#### What the exercise asks
In the records below, can you express the lines from the line with "Can you find the blue plumage?" to the line with "point(133, 31)", both included, as a JSON list of strings with one string per line and blank lines left out?

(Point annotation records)
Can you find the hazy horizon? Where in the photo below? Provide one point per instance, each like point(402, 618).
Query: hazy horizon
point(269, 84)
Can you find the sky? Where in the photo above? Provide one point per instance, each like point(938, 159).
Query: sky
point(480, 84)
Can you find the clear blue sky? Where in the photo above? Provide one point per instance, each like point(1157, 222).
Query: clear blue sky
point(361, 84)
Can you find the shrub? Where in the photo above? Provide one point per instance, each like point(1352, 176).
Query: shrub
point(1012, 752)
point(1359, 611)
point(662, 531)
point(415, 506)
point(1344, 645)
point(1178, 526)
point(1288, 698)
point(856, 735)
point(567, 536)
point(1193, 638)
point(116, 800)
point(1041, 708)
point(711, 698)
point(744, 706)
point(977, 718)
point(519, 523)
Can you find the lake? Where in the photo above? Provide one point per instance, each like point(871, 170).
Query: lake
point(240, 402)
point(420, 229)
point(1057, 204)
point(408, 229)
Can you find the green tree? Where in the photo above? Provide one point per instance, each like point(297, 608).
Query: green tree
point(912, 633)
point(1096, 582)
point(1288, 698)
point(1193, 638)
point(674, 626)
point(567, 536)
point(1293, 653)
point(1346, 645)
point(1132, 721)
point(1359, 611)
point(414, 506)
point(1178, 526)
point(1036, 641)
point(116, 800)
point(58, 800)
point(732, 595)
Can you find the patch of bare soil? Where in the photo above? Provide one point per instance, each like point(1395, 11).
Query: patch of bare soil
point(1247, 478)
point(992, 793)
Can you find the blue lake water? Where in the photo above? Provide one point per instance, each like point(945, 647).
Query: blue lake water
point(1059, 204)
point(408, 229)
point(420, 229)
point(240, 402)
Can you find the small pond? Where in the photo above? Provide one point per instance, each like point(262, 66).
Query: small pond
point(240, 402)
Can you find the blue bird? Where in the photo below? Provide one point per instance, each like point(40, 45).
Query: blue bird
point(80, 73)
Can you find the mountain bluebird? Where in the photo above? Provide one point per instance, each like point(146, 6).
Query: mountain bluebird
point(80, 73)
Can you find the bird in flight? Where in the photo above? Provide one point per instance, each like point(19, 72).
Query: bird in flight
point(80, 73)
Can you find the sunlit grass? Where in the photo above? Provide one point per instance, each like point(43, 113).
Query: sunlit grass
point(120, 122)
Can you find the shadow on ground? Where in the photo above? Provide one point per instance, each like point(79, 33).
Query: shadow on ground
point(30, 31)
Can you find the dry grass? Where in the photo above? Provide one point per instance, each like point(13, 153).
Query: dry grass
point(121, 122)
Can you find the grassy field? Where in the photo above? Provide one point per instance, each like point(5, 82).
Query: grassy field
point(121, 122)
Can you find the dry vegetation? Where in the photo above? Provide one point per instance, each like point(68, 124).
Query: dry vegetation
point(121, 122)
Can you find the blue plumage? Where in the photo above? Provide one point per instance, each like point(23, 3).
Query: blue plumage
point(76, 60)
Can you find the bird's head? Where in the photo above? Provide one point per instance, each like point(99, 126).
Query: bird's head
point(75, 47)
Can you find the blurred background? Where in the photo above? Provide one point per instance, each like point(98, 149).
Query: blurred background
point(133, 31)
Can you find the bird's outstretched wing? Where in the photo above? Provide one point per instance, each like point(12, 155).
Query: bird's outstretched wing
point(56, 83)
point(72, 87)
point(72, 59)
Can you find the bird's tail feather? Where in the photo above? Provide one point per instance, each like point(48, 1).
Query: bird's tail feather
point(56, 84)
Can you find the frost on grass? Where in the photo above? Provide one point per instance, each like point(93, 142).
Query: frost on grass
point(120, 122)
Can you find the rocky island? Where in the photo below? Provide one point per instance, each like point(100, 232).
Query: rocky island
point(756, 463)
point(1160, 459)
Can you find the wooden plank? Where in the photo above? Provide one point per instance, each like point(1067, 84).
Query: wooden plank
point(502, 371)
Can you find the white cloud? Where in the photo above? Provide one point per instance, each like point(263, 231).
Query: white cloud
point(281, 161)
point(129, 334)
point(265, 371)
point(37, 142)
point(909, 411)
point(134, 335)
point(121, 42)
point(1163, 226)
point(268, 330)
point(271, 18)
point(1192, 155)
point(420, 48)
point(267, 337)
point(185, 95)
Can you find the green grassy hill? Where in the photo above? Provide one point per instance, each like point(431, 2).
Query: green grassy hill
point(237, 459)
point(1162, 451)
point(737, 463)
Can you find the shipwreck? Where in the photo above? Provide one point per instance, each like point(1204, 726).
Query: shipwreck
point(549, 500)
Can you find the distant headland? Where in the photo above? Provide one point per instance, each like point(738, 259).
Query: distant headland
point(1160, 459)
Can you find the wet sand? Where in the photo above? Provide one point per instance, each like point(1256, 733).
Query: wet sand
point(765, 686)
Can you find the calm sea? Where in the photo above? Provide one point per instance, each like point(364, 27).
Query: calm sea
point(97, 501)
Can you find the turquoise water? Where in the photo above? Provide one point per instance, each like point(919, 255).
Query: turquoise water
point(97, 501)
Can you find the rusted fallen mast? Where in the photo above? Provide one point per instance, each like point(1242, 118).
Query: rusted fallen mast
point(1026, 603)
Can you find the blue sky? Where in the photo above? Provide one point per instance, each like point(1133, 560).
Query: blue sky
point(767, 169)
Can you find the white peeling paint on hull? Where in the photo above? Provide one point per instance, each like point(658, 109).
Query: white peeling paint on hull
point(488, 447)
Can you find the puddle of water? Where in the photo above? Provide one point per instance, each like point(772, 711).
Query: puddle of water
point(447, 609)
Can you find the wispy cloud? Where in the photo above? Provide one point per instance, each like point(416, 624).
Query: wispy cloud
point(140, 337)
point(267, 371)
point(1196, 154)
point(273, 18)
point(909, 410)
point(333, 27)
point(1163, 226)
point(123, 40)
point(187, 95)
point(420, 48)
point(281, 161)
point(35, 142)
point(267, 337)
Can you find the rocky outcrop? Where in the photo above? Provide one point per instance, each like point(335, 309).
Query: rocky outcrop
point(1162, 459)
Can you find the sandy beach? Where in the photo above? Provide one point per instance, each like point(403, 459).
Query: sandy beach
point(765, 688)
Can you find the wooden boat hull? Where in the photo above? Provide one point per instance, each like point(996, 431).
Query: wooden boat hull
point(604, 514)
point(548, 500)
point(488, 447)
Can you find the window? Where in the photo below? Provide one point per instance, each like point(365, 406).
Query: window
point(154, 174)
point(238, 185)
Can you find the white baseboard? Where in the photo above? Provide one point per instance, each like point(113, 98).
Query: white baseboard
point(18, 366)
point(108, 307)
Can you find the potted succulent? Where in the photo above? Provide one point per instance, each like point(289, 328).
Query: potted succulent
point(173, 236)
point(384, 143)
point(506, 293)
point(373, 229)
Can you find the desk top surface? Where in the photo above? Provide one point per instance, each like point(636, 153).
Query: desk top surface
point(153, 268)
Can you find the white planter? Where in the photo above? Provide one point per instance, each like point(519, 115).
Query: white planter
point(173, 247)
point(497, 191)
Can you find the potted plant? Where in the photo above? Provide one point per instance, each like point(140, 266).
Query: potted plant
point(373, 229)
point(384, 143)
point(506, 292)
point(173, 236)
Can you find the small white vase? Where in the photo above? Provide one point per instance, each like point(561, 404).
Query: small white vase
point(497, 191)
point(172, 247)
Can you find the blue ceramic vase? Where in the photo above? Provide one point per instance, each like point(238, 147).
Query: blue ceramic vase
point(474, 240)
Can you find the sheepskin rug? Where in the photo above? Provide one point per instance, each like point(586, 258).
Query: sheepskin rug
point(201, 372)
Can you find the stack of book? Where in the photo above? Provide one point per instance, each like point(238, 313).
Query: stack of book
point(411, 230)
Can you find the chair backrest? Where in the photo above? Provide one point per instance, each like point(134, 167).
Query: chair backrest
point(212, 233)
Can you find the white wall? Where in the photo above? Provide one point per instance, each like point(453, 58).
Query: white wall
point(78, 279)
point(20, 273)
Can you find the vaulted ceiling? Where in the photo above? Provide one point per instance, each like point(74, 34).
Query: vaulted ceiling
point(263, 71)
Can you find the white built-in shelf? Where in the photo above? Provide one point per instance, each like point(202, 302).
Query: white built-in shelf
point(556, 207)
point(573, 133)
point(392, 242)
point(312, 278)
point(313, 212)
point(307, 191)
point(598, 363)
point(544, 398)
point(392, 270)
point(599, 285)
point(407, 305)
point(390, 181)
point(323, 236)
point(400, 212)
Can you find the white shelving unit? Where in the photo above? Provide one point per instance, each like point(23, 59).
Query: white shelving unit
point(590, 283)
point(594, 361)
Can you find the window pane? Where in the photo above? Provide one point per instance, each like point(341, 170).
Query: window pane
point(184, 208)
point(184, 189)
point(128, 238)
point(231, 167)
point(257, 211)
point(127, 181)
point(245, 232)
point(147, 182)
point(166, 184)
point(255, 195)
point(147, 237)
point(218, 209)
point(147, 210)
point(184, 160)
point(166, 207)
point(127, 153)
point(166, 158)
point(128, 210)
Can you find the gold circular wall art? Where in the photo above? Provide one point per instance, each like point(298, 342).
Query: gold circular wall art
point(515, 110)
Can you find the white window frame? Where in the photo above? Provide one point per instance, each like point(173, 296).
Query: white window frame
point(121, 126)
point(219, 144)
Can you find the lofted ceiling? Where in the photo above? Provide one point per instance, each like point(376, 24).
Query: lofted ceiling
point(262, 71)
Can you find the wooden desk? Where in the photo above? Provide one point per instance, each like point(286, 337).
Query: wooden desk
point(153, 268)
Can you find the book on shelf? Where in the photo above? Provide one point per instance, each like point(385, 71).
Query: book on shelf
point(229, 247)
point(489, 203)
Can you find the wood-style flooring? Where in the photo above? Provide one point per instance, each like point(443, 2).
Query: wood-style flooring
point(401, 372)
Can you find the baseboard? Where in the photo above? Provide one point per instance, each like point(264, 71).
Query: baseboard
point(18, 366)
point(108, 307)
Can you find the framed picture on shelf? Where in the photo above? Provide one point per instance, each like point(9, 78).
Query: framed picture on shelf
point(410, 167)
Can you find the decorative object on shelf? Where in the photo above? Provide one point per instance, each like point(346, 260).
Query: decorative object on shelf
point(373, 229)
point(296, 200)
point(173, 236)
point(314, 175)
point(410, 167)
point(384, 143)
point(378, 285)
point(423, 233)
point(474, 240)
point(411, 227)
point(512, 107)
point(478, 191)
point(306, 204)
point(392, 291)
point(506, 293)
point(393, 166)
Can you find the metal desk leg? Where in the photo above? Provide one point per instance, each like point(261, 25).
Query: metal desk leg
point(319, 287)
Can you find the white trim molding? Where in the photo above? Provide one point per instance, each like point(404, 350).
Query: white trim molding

#### Result of this exercise
[
  "Can you find the blue plumage? Where in the photo above? Provide one point per instance, each like point(23, 3).",
  "Query: blue plumage",
  "point(76, 60)",
  "Can you find the bird's head? Where in the photo above? Provide one point per instance, each like point(99, 126).",
  "Query: bird's head",
  "point(75, 47)",
  "Can you find the blurred background? Where in the photo above? Provide one point per instance, each like point(98, 149).",
  "Query: blurred background",
  "point(133, 31)"
]